### EXERCISE INSTRUCTIONS
Please pull out every line of the material below that contains the string "wall". Uppercase and lowercase letters count as different.
##### TASK INPUTS #####
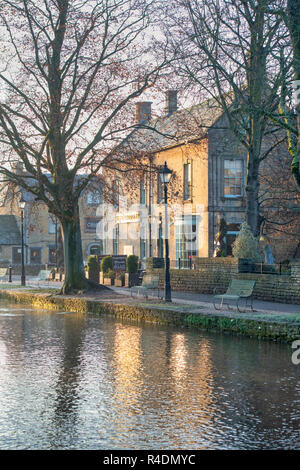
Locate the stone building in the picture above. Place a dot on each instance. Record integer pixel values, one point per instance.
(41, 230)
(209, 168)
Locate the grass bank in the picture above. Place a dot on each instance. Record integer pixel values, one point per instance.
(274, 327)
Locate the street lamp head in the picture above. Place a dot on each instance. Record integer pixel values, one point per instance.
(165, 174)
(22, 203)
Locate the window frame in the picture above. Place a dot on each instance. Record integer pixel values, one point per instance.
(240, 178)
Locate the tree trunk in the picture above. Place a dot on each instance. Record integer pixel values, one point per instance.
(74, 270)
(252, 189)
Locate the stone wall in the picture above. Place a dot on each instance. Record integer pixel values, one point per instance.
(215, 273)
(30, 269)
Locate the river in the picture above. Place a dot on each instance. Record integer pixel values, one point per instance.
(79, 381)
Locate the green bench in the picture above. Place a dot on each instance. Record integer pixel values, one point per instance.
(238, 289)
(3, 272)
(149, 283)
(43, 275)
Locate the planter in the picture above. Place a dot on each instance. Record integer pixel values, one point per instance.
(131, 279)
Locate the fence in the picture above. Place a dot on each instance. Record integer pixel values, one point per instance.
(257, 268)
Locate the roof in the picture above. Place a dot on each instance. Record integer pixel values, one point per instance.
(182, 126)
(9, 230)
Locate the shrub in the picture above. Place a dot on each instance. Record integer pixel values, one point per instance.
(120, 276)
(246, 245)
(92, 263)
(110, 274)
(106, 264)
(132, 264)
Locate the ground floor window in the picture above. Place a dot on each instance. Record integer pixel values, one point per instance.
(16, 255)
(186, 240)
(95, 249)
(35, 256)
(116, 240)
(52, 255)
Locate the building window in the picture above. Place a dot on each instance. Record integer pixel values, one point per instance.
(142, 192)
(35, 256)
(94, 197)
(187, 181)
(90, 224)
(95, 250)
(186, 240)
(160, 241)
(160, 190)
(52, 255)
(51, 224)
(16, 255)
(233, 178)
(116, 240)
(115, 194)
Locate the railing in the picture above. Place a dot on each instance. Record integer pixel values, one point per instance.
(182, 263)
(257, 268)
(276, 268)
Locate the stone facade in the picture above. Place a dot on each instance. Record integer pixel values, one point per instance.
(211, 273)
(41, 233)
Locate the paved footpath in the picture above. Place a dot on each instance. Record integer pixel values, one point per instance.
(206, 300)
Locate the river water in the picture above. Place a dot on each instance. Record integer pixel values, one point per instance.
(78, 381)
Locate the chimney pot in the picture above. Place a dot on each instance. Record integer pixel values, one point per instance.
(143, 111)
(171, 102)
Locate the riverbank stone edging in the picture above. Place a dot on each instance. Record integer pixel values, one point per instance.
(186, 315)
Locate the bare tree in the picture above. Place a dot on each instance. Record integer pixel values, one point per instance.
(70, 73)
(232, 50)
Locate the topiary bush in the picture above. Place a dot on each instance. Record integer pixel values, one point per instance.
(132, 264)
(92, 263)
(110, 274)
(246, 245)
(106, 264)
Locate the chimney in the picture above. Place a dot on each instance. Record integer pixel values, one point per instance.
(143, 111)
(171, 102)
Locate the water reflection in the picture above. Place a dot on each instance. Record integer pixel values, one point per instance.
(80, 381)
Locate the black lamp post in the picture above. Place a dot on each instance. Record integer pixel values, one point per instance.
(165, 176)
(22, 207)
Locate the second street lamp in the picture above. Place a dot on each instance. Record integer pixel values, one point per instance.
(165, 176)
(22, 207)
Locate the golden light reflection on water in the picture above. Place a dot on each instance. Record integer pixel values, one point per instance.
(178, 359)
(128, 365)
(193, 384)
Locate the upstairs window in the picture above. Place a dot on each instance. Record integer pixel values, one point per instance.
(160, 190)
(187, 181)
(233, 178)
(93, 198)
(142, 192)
#####
##### TASK INPUTS #####
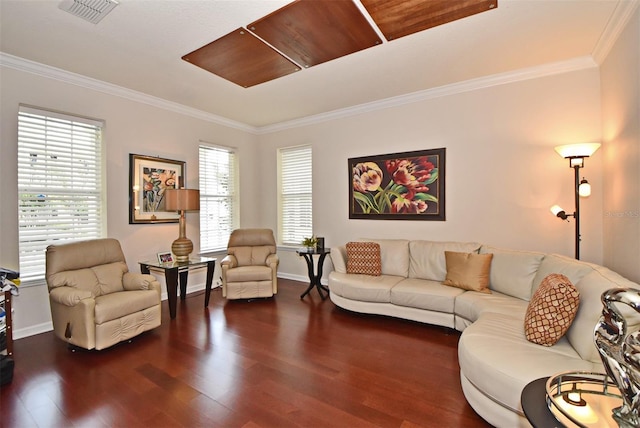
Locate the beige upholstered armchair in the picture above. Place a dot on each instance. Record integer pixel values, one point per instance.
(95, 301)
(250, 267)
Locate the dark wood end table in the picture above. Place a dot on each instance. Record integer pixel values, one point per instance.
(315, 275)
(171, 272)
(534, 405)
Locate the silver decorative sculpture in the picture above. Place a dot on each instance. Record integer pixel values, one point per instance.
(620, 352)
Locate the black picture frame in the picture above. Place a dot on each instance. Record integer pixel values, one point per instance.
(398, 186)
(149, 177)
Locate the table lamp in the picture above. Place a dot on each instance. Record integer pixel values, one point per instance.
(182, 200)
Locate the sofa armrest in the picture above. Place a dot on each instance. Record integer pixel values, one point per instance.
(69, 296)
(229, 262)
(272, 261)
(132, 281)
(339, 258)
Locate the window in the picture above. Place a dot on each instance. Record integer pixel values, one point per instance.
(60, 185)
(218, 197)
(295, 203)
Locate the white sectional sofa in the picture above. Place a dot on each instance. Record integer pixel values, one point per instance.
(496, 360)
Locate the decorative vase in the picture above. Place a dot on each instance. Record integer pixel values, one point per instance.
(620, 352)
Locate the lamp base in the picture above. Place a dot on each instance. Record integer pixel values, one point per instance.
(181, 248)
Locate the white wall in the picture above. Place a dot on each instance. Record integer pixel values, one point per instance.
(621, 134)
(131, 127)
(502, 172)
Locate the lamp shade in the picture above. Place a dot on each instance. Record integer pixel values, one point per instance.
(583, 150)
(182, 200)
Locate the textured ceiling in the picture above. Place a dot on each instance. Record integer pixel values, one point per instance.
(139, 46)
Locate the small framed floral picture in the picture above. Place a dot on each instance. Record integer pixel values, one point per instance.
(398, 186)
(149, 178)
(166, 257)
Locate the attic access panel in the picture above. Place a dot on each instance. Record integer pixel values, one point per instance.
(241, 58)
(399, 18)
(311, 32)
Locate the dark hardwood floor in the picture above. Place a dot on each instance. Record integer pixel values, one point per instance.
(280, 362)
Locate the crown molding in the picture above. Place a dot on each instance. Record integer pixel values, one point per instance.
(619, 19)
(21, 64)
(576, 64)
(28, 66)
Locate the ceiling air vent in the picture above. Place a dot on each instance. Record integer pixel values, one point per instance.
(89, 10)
#####
##### TASK INPUTS #####
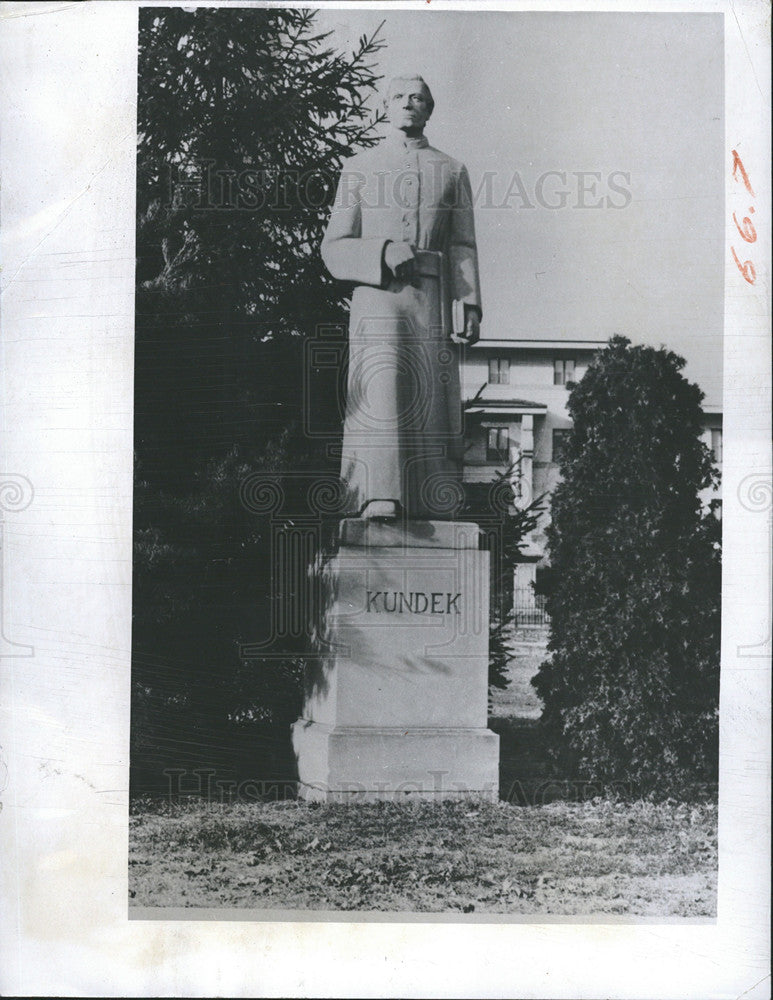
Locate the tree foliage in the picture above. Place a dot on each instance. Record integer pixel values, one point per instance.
#####
### WRITTEN REPLY
Locate the stone wall in the picture above. Place a dot on each instance. Record integer pixel values, one point per instance.
Locate the white wall in the picture above. Place a dot on each instance. Record integer pixel values, one point per instance.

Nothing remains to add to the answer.